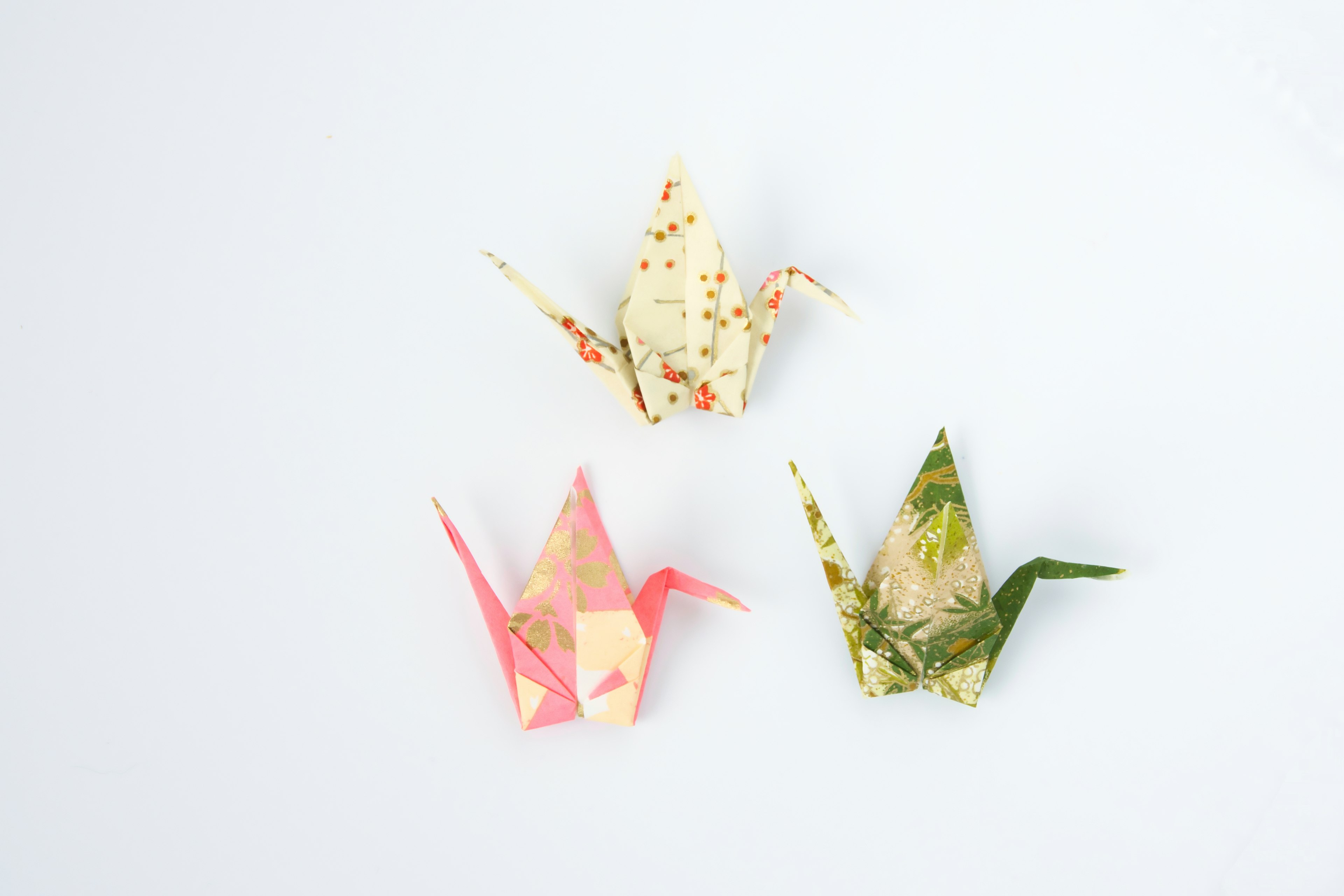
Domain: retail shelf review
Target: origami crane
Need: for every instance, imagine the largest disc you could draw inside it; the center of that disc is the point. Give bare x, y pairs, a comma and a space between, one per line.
687, 336
579, 644
924, 616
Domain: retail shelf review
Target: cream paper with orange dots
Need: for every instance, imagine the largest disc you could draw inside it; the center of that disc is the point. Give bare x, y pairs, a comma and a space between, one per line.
687, 336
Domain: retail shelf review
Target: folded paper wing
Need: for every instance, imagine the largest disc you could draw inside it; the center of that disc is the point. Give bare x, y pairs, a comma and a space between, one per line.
576, 645
687, 335
924, 616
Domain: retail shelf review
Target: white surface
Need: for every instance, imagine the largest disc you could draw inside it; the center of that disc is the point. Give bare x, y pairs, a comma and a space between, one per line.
245, 336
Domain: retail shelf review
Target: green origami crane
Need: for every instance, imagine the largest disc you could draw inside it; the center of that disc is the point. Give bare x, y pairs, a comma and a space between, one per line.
924, 616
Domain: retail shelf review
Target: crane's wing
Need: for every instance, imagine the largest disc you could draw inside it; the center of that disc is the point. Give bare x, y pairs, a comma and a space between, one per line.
877, 660
539, 698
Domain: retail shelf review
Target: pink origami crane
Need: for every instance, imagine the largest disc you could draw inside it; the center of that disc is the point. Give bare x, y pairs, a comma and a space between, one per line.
579, 644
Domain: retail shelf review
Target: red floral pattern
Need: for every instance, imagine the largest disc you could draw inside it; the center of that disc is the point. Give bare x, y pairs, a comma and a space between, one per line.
587, 351
705, 398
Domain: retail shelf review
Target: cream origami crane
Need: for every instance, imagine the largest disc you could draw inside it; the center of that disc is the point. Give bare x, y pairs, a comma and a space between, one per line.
924, 616
580, 643
687, 336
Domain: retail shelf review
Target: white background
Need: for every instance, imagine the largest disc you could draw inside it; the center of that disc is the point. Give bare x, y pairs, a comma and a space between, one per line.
245, 335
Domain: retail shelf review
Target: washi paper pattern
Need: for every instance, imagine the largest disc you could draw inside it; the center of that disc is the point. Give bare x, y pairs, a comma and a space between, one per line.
579, 644
924, 616
687, 338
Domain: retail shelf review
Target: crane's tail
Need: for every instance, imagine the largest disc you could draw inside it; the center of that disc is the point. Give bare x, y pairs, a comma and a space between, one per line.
1014, 593
765, 309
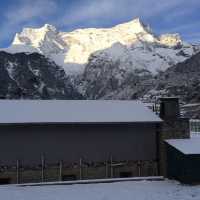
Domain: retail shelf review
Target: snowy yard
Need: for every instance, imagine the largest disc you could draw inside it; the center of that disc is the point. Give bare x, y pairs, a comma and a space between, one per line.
143, 190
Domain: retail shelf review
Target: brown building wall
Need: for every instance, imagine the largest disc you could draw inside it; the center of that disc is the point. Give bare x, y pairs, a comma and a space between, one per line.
71, 142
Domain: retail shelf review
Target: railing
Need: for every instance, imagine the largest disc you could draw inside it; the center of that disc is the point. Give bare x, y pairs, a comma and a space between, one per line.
195, 127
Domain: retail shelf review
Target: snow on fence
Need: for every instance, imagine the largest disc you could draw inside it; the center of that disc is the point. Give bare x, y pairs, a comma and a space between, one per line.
81, 170
195, 127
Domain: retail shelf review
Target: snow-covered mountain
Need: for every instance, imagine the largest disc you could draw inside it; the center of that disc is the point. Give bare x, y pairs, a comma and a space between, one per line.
133, 43
33, 76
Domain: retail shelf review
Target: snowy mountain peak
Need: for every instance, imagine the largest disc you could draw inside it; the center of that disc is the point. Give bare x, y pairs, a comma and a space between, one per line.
135, 26
72, 50
171, 39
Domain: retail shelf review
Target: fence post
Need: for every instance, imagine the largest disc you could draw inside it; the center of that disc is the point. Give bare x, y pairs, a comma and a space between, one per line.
60, 170
106, 169
80, 168
139, 168
42, 163
17, 171
111, 167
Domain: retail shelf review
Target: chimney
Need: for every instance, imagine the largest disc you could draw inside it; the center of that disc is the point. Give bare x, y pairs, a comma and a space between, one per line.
169, 108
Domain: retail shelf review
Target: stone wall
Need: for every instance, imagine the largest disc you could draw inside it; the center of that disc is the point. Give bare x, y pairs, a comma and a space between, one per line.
177, 128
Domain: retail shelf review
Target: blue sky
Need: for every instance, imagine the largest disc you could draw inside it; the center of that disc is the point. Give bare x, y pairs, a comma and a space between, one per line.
163, 16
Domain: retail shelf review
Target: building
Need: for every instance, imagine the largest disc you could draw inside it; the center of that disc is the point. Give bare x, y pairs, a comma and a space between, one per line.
174, 126
64, 140
183, 160
195, 127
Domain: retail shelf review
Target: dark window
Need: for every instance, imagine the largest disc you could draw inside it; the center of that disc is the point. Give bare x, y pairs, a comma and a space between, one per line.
70, 177
5, 181
125, 174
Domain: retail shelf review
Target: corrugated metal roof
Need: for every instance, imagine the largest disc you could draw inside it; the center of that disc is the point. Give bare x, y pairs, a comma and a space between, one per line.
186, 146
67, 111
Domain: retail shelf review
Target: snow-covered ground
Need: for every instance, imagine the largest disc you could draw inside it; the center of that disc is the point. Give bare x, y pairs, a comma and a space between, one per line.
143, 190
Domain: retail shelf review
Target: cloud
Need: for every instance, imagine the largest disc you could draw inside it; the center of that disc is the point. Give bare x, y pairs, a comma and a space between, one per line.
25, 12
96, 10
70, 14
29, 10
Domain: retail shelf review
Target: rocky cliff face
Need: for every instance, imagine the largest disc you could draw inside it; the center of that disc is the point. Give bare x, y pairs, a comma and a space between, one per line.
32, 76
127, 61
72, 50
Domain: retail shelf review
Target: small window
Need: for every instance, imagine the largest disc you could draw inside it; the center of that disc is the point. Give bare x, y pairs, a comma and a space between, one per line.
5, 181
70, 177
125, 174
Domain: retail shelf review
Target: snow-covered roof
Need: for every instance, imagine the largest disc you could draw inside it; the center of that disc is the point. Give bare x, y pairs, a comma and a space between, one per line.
186, 146
68, 111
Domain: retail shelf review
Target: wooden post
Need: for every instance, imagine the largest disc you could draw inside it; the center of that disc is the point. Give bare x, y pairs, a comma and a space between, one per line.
106, 169
111, 167
42, 163
139, 168
17, 171
80, 168
60, 170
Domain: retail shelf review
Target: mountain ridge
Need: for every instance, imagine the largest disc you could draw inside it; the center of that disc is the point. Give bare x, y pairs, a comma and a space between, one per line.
72, 50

^^^^^^^^^^^^^^^^

Work instructions.
Leave every image out, and retype the material exactly.

Correct output.
Domain: retail shelf review
Target: origami crane
Need: for every instance, imagine the largest disc you could draw inside it; the center of that disc is the point. Give bare x, y pairs, a comma and a space between, one per line.
687, 336
579, 644
924, 616
Domain: retail shelf review
Target: cream paper with orange dots
Need: for every instance, imagine the largest disc you could draw inside it; the center of that disc is the point. Give bare x, y pairs, a comma and a space between, one per line.
687, 336
Domain: retail shelf review
Target: folded paper wing
Need: for every instance, imagine the largest disc you could draw inside it; the center of that disc is the point. Give bare x, y pairs, a comma and a space between, one per line.
576, 645
687, 335
924, 616
Domain: retail shelf review
Target: white surface
Need: for every instance, imagine the largest disc you could draw inside it; the center of that disc is the point. Give bare x, y pairs, a comma and a space between, one per line.
245, 336
Domain: retail shelf review
Target: green origami crane
Need: for every instance, imagine the largest disc you could draw inside it; the center of that disc is the point. Give bare x, y pairs, a comma and a space between, one per line.
924, 616
Domain: retail shelf review
Target: crane's wing
Need: for every instance, imagine the largest disc you could draw inside it; the center of that disc is the point. Give bare x, y pairs, a comma and a space between, one per line.
877, 660
539, 698
Domain: retail shelf review
Target: pink origami crane
Need: for every instance, imagine the largest disc you could draw inside it; the center of that disc is the point. Give bare x, y pairs, a comma and a space between, one per line.
579, 644
Domain: retail shelf review
Target: red floral pattern
Need: for every instance, imagine the largest disc you could draw inside it; the center of that disc is the point. Give bare x, y pairs, a comma and a space between, one per line.
587, 351
705, 398
Domain: retail shelf review
Target: cream origami crane
Need: for every instance, imagine the largest disc you could draw inside it; the center of that disc is the point. Give bare x, y pairs, a comma and a space between, one per line.
924, 616
580, 643
687, 336
Domain: retail shelf review
Target: white background
Need: for every instance, imagine the largest disc you could draw inside it; the center of that disc is the point. Give bare x, y pairs, a comma and a space between, one per line.
245, 335
Domain: retail shelf review
Target: washi paper pattern
Need: for every instance, imagine the largest disc you could draw inside it; the center of that disc is the point. Give bare x, y pairs, a comma and a space between, one per line.
579, 644
924, 616
687, 338
Domain: retail shelf review
Target: crane's tail
Need: for every instance, imagine the largest disc you could draw inside it; the center of that disc is the point. Give bare x, y pairs, a comma and a space between, one per line.
1014, 593
765, 309
Domain: retail shelf review
Target: snowy yard
Need: for every instance, imagine the largest disc you could draw inside it; the center of that disc is the point. Give bare x, y pairs, a comma and a space between, one per line.
143, 190
Domain: retail shelf review
Target: brown building wall
Need: for every instance, imagine the largest disc you could draw inside it; the center of that disc is the point. Give bare x, y pairs, a comma and a space between, one per line.
71, 142
Domain: retail shelf review
Target: railing
Need: for every instance, imagine the largest disc you could draw inside it; the center of that disc is the point. Give bare x, y pairs, a comma and a space between, one per line.
195, 127
Domain: retail shelf review
Target: snow on fence
Need: for every instance, imagine the largest disc you could draw inside it; the center of that disc is the point. Give bare x, y pairs, a comma and a space between, one per line.
81, 170
195, 127
Domain: retail shelf review
Target: snow-covered mountain
Need: for every instance, imagine the largest disc you could draw inside it; the center of that disc is the point. Give bare x, y pairs, a comma and a space between, one per line.
133, 43
33, 76
Domain: retail shelf review
Target: snowy mountain peak
Need: for every instance, imagine the largest disc you could draw inside it; the center of that disc is the point. Give bare x, y pairs, a comma and a space between, one per line.
135, 26
72, 50
171, 39
Domain: retail shelf review
Target: fence post
Need: for every instance, imagine the largest disc you could draw inside it; the center of that disc is the point. Give bare x, y pairs, a comma and a space between, one per line.
60, 170
106, 169
80, 168
139, 168
42, 163
17, 171
111, 167
Domain: retail shelf review
Target: chimney
Need: for every instance, imagine the largest disc you could draw inside it; the center of that disc is the point. Give bare x, y pairs, a comma and a space between, one per line.
169, 108
Domain: retail shelf review
Target: stone wall
Need: for every instance, imagine the largest disc you could draw inside it; the center of that disc is the point. Give bare x, y pairs, a comma and a space between, one per line.
177, 128
Domain: retail shelf review
Target: blue sky
Need: for every instance, imagine the largest disc you could draw inside it; the center of that disc is the point. Give bare x, y pairs, a comma and a space between, one per line.
163, 16
Domain: retail shelf review
Target: building
Need: for every instance, imagine the largest disc you could draw inside it; the center of that disc is the point. Give bare x, y pairs, a comma and a space between, one per line.
174, 126
64, 140
183, 160
195, 127
Domain: retail shelf review
Target: dark window
Need: for every instance, imagine the largest disc you could draw inside it; the center of that disc is the point. Give bare x, y pairs, a comma and a space between, one per line.
70, 177
5, 181
125, 174
Domain: retail shelf review
Target: corrugated metal roof
Need: for every instance, imagine the largest disc you could draw inside it; the center of that disc is the point. Give bare x, y pairs, a comma and a space between, one per line.
186, 146
67, 111
Domain: retail shelf review
Target: snow-covered ground
Need: for every instance, imagine the largest disc you could draw inside it; the center of that disc is the point. Give bare x, y pairs, a comma and a space between, one per line.
143, 190
Domain: retail shelf review
Target: cloud
Need: for every instance, imagine the largest disc you could draw inside it; the center of that disc is the point. Give bare x, y pairs, a comma and a space between, one per line.
25, 12
96, 10
70, 14
29, 10
Domain: retail shelf review
Target: rocky cliff face
Need: for every instance, imagine the largest disc you could draw inside it; the center of that disc is the point. Give bare x, y pairs, a comma and a space between, one per line.
32, 76
127, 61
72, 50
Domain: retail shelf review
Target: small window
Need: for every instance, imagine the largest disc you could draw inside it; the center of that disc is the point. Give bare x, y pairs, a comma and a space between, one per line.
5, 181
70, 177
125, 174
Domain: retail shelf review
Target: snow-covered roof
Need: for every instance, imagine the largest disc you could draw inside it; the center of that disc is the point. Give bare x, y pairs, a comma and a space between, one per line.
186, 146
68, 111
Domain: retail shelf review
Target: wooden post
Need: for every instance, imagine the largest disc you could draw inside it; the center of that disc is the point. Give bare x, y pairs, a comma and a space between, one per line.
106, 169
111, 167
42, 163
139, 168
17, 171
80, 168
60, 170
Domain: retail shelf review
Target: mountain ridge
Need: for every instance, imagine the largest disc you could draw inside it; the center of that disc is the point. Give bare x, y pairs, a comma and a space between, one per line.
72, 50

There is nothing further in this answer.